§ Leestekst
════════

De ervaringen met zo’n nagelnieuwe therapie zijn proefondervindelijk en real time, schetst ze. Je loopt eigenlijk altijd achter de opgroeiende patiënt aan. Een arts kan niet in oude wetenschappelijke tijdschriften teruglezen hoe problemen werden getackeld. ‘De eerste patiënten startten 25 jaar geleden met alfa-glucosidase. We zien nu dat patiënten, naarmate ze ouder worden, tegen nieuwe problemen aanlopen.’

De tekst gaat verder onder het kader

De ziekte van Pompe is een zeldzame erfelijke stofwisselingsziekte, ook wel metabole ziekte genoemd. Daarvan zijn er honderden verschillende, zoals de ziekte van Fabry, de ziekte van Krabbe, mucopolysacharidose en porfyrie.

Bij een stofwisselingsziekte gaat het mis in de energiehuishouding van de lichaamscellen. Dit komt doordat er een fout zit in het DNA, waardoor een bepaald enzym dat nodig is voor de stofwisseling niet goed werkt of ontbreekt. Deze fouten leiden tot een ophoping van schadelijke stoffen of een tekort aan belangrijke stoffen in het lichaam. Vaak uit de ziekte zich in de spieren, die zich niet of onvoldoende ontwikkelen.

════════

§ Gegeven regels
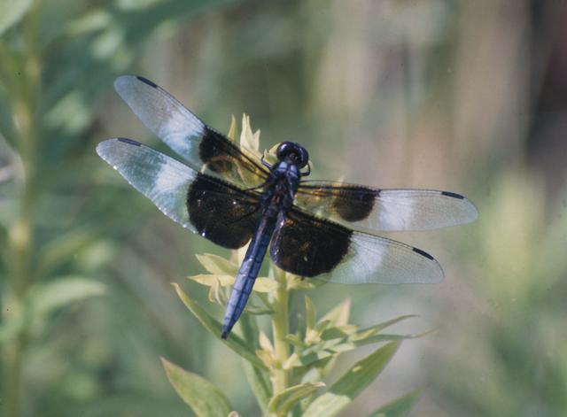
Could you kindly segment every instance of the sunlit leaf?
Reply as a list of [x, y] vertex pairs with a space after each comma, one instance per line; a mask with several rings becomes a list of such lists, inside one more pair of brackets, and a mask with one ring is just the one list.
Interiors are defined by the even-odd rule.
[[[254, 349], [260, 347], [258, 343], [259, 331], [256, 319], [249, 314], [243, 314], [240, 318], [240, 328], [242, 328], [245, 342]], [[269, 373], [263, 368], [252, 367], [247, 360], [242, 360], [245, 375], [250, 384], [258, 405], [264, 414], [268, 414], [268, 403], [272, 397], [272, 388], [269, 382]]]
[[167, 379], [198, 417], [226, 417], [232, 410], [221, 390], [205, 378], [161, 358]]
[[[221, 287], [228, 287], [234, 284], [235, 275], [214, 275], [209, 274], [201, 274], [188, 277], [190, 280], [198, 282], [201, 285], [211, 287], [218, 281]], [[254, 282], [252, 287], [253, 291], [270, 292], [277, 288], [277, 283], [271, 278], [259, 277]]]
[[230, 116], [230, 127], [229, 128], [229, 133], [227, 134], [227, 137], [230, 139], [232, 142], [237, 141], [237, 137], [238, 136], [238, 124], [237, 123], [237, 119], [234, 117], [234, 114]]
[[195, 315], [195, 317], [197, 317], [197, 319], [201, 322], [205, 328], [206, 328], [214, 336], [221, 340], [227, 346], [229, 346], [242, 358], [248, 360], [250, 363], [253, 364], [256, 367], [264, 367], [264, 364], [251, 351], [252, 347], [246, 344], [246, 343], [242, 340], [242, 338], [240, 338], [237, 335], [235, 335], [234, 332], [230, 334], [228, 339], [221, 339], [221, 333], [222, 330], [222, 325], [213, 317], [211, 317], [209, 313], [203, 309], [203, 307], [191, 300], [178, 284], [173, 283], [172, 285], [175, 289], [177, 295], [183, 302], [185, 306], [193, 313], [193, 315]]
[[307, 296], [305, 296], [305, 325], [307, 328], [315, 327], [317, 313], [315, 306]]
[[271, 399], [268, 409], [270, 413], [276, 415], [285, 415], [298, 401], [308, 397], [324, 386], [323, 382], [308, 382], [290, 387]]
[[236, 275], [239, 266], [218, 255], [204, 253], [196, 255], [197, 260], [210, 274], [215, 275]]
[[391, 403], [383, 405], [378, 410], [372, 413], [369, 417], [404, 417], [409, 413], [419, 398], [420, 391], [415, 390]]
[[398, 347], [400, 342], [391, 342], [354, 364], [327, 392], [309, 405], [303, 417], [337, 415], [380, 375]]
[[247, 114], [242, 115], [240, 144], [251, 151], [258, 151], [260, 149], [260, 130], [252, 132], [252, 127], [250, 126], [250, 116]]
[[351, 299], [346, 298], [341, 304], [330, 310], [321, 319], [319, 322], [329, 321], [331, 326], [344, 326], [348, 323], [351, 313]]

════════

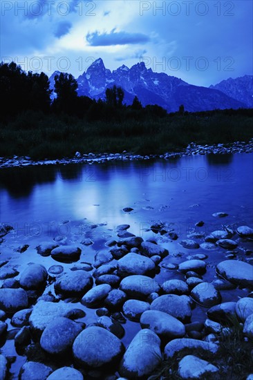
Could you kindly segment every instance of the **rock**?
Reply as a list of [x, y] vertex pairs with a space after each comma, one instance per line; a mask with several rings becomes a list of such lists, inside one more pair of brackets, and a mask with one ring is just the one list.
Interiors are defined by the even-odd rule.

════════

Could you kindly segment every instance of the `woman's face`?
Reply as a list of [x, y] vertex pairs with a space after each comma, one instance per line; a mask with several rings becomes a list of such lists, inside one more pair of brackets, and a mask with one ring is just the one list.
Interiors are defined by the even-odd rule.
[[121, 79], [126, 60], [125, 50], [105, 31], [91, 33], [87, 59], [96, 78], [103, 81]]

════════

§ Te maken opdrachten
[1] Zet de alinea uit de tekst over de ziekte van Pompe die begint met "Bij een stofwisselingsziekte" om in een beknopte opsomming. Behoud daarbij de kernfeiten.
[2] Schrijf uit de tekst over de ziekte van Pompe letterlijk het deel over dat begint bij "De ziekte van Pompe" en doorloopt tot en met "mucopolysacharidose en porfyrie.".

§ Gegeven antwoorden
[1]
- Bij een stofwisselingsziekte gaat het mis in de energiehuishouding van de lichaamscellen.
- Oorzaak: een fout in het DNA, waardoor een enzym dat nodig is voor de stofwisseling niet goed werkt of ontbreekt.
- Gevolg: schadelijke stoffen hopen zich op of er ontstaat een tekort aan belangrijke stoffen in het lichaam.
- De ziekte uit zich vaak in de spieren, die zich niet of onvoldoende ontwikkelen.

[2]
De ziekte van Pompe is een zeldzame erfelijke stofwisselingsziekte, ook wel metabole ziekte genoemd. Daarvan zijn er honderden verschillende, zoals de ziekte van Fabry, de ziekte van Krabbe, mucopolysacharidose en porfyrie.